Source records =>

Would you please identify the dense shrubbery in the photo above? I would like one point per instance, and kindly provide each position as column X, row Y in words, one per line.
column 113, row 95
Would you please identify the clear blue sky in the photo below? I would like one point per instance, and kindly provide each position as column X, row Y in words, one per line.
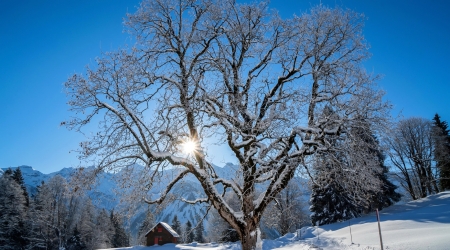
column 43, row 42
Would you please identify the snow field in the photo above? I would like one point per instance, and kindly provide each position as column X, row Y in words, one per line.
column 421, row 224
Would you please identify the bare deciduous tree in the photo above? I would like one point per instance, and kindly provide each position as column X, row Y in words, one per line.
column 238, row 72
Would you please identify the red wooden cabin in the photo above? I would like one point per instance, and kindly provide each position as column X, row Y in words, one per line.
column 161, row 234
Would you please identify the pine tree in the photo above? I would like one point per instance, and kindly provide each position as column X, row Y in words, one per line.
column 189, row 232
column 386, row 195
column 441, row 140
column 330, row 200
column 145, row 226
column 176, row 225
column 75, row 242
column 229, row 235
column 13, row 232
column 331, row 203
column 120, row 238
column 199, row 231
column 17, row 176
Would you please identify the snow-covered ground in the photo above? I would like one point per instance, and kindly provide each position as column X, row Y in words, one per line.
column 421, row 224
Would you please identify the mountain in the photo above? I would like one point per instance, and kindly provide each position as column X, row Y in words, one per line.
column 108, row 192
column 420, row 224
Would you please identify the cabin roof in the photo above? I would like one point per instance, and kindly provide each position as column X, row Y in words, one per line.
column 167, row 227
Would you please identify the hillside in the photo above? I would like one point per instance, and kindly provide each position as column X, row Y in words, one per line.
column 420, row 224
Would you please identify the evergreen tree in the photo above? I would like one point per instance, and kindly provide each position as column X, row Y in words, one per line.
column 331, row 203
column 386, row 195
column 330, row 200
column 441, row 140
column 120, row 238
column 176, row 225
column 189, row 232
column 229, row 235
column 17, row 176
column 145, row 226
column 75, row 242
column 199, row 231
column 13, row 232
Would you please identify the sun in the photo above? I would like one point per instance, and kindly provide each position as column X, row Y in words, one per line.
column 189, row 146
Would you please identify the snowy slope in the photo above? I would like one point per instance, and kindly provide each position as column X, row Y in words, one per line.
column 421, row 224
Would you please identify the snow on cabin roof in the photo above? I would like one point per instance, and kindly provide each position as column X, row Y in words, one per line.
column 167, row 227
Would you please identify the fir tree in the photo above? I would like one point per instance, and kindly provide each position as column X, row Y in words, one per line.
column 120, row 238
column 75, row 242
column 330, row 200
column 330, row 204
column 17, row 176
column 199, row 231
column 229, row 235
column 441, row 139
column 13, row 232
column 145, row 226
column 189, row 232
column 386, row 195
column 176, row 225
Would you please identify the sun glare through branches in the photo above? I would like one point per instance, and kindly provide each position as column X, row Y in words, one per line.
column 189, row 146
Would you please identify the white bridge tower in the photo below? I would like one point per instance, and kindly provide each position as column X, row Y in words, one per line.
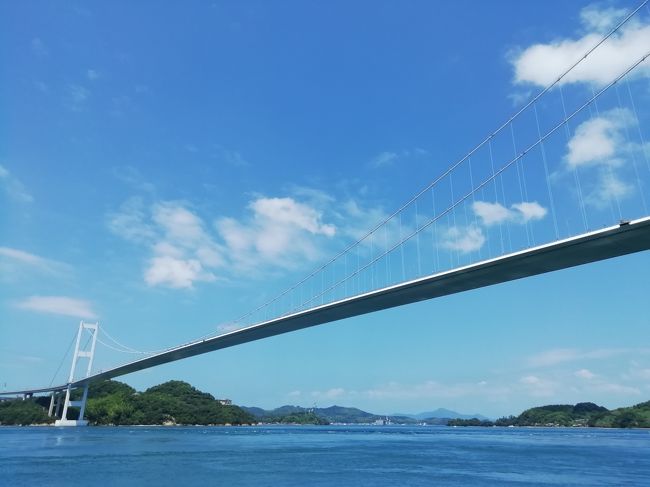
column 88, row 353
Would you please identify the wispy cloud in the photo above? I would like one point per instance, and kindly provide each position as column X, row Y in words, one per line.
column 60, row 305
column 557, row 356
column 599, row 147
column 76, row 97
column 541, row 64
column 274, row 233
column 495, row 213
column 13, row 188
column 16, row 258
column 389, row 158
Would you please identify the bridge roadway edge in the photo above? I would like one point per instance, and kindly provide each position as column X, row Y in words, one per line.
column 606, row 243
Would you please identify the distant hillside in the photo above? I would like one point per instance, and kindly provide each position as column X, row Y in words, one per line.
column 581, row 414
column 442, row 413
column 115, row 403
column 332, row 414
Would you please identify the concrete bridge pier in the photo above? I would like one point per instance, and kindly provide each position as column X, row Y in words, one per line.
column 89, row 354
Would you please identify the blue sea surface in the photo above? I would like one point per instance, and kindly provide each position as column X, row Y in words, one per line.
column 323, row 456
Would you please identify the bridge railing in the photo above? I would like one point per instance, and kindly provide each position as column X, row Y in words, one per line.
column 572, row 160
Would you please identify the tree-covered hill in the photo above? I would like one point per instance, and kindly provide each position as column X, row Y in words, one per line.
column 582, row 414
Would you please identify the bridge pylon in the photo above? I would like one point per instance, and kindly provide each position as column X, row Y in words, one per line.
column 79, row 352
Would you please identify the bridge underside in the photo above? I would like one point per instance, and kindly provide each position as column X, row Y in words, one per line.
column 603, row 244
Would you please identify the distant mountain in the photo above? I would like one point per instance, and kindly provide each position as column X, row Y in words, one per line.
column 332, row 414
column 442, row 413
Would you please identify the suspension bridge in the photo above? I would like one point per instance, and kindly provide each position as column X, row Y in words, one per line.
column 562, row 182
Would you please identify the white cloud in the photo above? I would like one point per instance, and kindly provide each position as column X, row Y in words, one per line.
column 599, row 143
column 61, row 305
column 494, row 213
column 176, row 273
column 599, row 139
column 584, row 374
column 12, row 257
column 277, row 232
column 465, row 239
column 229, row 156
column 599, row 19
column 388, row 158
column 281, row 231
column 13, row 188
column 562, row 355
column 541, row 64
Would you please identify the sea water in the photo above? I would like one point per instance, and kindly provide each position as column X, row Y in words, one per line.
column 323, row 456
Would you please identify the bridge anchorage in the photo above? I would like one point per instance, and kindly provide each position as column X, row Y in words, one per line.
column 80, row 352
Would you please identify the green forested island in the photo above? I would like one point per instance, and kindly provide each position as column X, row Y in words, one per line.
column 116, row 403
column 177, row 402
column 582, row 414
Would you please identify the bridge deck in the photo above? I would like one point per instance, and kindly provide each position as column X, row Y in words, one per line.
column 590, row 247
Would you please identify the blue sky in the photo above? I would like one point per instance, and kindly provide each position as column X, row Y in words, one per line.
column 166, row 168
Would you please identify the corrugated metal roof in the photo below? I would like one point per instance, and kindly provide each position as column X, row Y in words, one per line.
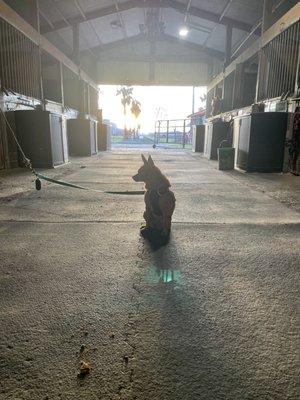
column 104, row 30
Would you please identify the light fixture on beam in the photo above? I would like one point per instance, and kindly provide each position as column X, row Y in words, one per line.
column 183, row 31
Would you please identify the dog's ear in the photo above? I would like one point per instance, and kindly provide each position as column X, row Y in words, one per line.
column 150, row 161
column 144, row 159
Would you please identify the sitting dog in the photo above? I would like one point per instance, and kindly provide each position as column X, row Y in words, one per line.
column 159, row 200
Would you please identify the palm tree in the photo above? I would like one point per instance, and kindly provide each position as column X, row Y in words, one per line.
column 126, row 98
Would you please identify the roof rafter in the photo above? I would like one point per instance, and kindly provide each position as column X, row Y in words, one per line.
column 129, row 4
column 142, row 38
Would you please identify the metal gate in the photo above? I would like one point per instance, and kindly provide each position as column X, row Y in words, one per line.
column 2, row 154
column 173, row 133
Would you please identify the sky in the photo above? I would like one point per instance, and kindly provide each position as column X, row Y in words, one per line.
column 157, row 102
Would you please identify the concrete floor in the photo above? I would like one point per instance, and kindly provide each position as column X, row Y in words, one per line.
column 210, row 316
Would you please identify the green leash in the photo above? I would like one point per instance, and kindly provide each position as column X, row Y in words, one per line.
column 38, row 186
column 38, row 183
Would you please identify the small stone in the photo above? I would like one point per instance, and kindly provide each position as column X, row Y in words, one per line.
column 126, row 359
column 85, row 368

Exercise directions => Write out all of the material above again with every "identify" changed to "locate" and nothing else altered. Leave the pictures out.

Written response =>
Would you please locate the dense shrubbery in the photo above? I would like one point per instance, and kindly provide each position as column X, row Y in words, one per line.
column 113, row 95
Would you please locate the clear blue sky in the photo below? I would like one point per instance, and kindly provide each position as column X, row Y in words, one per line.
column 43, row 42
Would you please locate the snow field in the photo above? I would like one point per instance, and kindly provide each position as column X, row Y in words, one per line.
column 421, row 224
Would you please locate the bare deciduous tree in the photo above? I would like one point per instance, and kindly provide each position as column X, row Y in words, one per line.
column 238, row 72
Would you please locate the red wooden cabin in the photo above? I would like one point per instance, and kindly provide each position as column X, row Y in words, one per line.
column 161, row 234
Would you please locate the pine tree in the photo above? I would like one point per instance, and kindly provide each position as column X, row Y in words, one per line.
column 189, row 232
column 386, row 195
column 441, row 140
column 330, row 200
column 145, row 226
column 176, row 225
column 75, row 242
column 229, row 235
column 13, row 232
column 331, row 203
column 120, row 238
column 199, row 231
column 17, row 176
Would you please locate the snow-covered ground in the photo above? I would like one point per instance, and kindly provide each position as column X, row Y in words, one per line.
column 421, row 224
Would you please locate the mountain in the photo above? I would like one point per instance, and kindly provide each position as column X, row Y in words, one per line.
column 108, row 192
column 420, row 224
Would you please locate the cabin roof in the photo above? I would like one point per instance, and kindly provide each position as column X, row Y in words, one per line.
column 167, row 227
Would you please locate the hillside in the photo above? I would like one point per instance, and kindly provide each position as column X, row Y in words, one per line.
column 420, row 224
Would you please locate the evergreen tree in the photo above? I would like one point per instance, and kindly provide each position as column X, row Y in words, one per line.
column 331, row 203
column 386, row 195
column 330, row 200
column 441, row 140
column 120, row 238
column 176, row 225
column 189, row 232
column 229, row 235
column 17, row 176
column 145, row 226
column 75, row 242
column 199, row 231
column 13, row 232
Would you please locate the sun in the photo above? I would like one point per instance, and kindly provide each position as column X, row Y in words, one per line.
column 189, row 146
Would you please locate the snowy slope in the photo above? I would like one point per instance, and kindly provide each position as column X, row Y in words, one per line.
column 421, row 224
Would you please locate the snow on cabin roof in the photo above? I would like one point per instance, and kindly provide each position as column X, row Y in words, one per line.
column 167, row 227
Would you please locate the fir tree in the photo above? I would like one point per instance, and kindly provide each position as column X, row Y in words, one per line.
column 120, row 238
column 75, row 242
column 330, row 200
column 330, row 204
column 17, row 176
column 199, row 231
column 229, row 235
column 441, row 139
column 13, row 232
column 145, row 226
column 189, row 232
column 386, row 195
column 176, row 225
Would you please locate the sun glare through branches in the photo above? I would like one point per instance, and kindly provide each position as column X, row Y in words, one per line.
column 189, row 146
Would you please locate the white bridge tower in the photo below? I would like one point per instance, and kindly provide each position as column X, row Y in words, one per line.
column 88, row 353
Would you please locate the wispy cloud in the photo above? I would like one point per instance, and kindly provide each position as column X, row Y in words, one per line.
column 60, row 305
column 557, row 356
column 599, row 147
column 76, row 97
column 541, row 64
column 274, row 233
column 495, row 213
column 13, row 188
column 16, row 258
column 389, row 158
Would you please locate the bridge roadway edge in the photo above? I would like one point per instance, and kindly provide each position as column X, row Y in words, one per line.
column 606, row 243
Would you please locate the distant hillside in the photo above? I would like one point per instance, and kindly provide each position as column X, row Y in words, one per line.
column 581, row 414
column 442, row 413
column 115, row 403
column 332, row 414
Would you please locate the concrete bridge pier in the photo above? I would like one point per instance, and kindly provide each position as column X, row Y in words, one per line.
column 89, row 354
Would you please locate the blue sea surface in the photo above? I would like one point per instance, and kindly provide each position as column X, row Y in words, one per line.
column 323, row 456
Would you please locate the bridge railing in the photo above? I would like one point per instance, and kindly provide each position as column X, row Y in words, one per line.
column 572, row 160
Would you please locate the tree-covered hill in the photo above? I would like one point per instance, and kindly provide each position as column X, row Y in words, one per line.
column 582, row 414
Would you please locate the bridge pylon in the photo above? I would like one point per instance, and kindly provide each position as column X, row Y in words, one per line.
column 79, row 352
Would you please locate the bridge underside in the photo above? I would like one point per instance, and kindly provide each position as column X, row Y in words, one per line.
column 603, row 244
Would you please locate the distant mountain in the photo above? I would like one point per instance, and kindly provide each position as column X, row Y in words, one per line.
column 332, row 414
column 442, row 413
Would you please locate the suspension bridge in the photo above? I would like one point per instance, and kindly provide each position as column X, row Y in words, one per line.
column 562, row 182
Would you please locate the white cloud in the photo above? I would like one point per instance, and kindly provide each position as column X, row Y in words, one per line.
column 599, row 143
column 61, row 305
column 494, row 213
column 176, row 273
column 599, row 139
column 584, row 374
column 12, row 257
column 277, row 232
column 465, row 239
column 229, row 156
column 599, row 19
column 388, row 158
column 281, row 231
column 13, row 188
column 562, row 355
column 541, row 64
Would you please locate the sea water in the photo above? I would like one point per instance, and kindly provide each position as column X, row Y in words, one per line.
column 323, row 456
Would you please locate the bridge anchorage in the photo above? I would like one point per instance, and kindly provide each position as column X, row Y in words, one per line.
column 80, row 352
Would you please locate the green forested island in the photo above? I would like one point per instance, and kindly provide each position as column X, row Y in words, one per line.
column 116, row 403
column 177, row 402
column 582, row 414
Would you please locate the bridge deck in the photo above? I would like one point per instance, and kindly provide each position as column X, row Y in words, one per line.
column 590, row 247
Would you please locate the blue sky in the photo above? I would like one point per instance, and kindly provide each position as column X, row Y in words, one per line.
column 166, row 168
Would you please locate the corrugated metal roof in the photo below? I would like one point per instance, and kindly provide each position as column X, row Y in words, one per line.
column 104, row 30
Would you please locate the light fixture on beam in the photo above? I would like one point per instance, and kindly provide each position as column X, row Y in words, one per line.
column 183, row 31
Would you please locate the dog's ear in the photo above? I would like one point per instance, and kindly provide each position as column X, row Y in words, one per line.
column 150, row 161
column 144, row 159
Would you please locate the sitting dog in the photo above? I would like one point per instance, and kindly provide each position as column X, row Y in words, one per line.
column 159, row 200
Would you please locate the palm tree in the photo above? I would like one point per instance, and kindly provide each position as column X, row Y in words, one per line.
column 126, row 98
Would you please locate the roof rafter in the photo above? I would like one point per instance, and kindly provide each position as column X, row Y in words, one per line.
column 129, row 4
column 142, row 38
Would you please locate the metal gate in the photo above? I would like one point per instance, and kindly provide each position as column X, row Y in words, one per line.
column 2, row 154
column 173, row 133
Would you please locate the sky in the photo above? I would like one point per instance, and kindly provide each position as column X, row Y in words, one per line.
column 157, row 102
Would you please locate the concrete floor in the photo above? I would like one point per instance, and kindly provide each position as column X, row Y in words, one per line.
column 210, row 316
Would you please locate the green leash in the photo above? I would like one point per instance, and kindly provide each position as column X, row Y in words, one per line.
column 38, row 186
column 38, row 183
Would you please locate the small stone in the photo above? I would like one point per instance, and kindly provide each position as column X, row Y in words, one per line.
column 126, row 359
column 85, row 368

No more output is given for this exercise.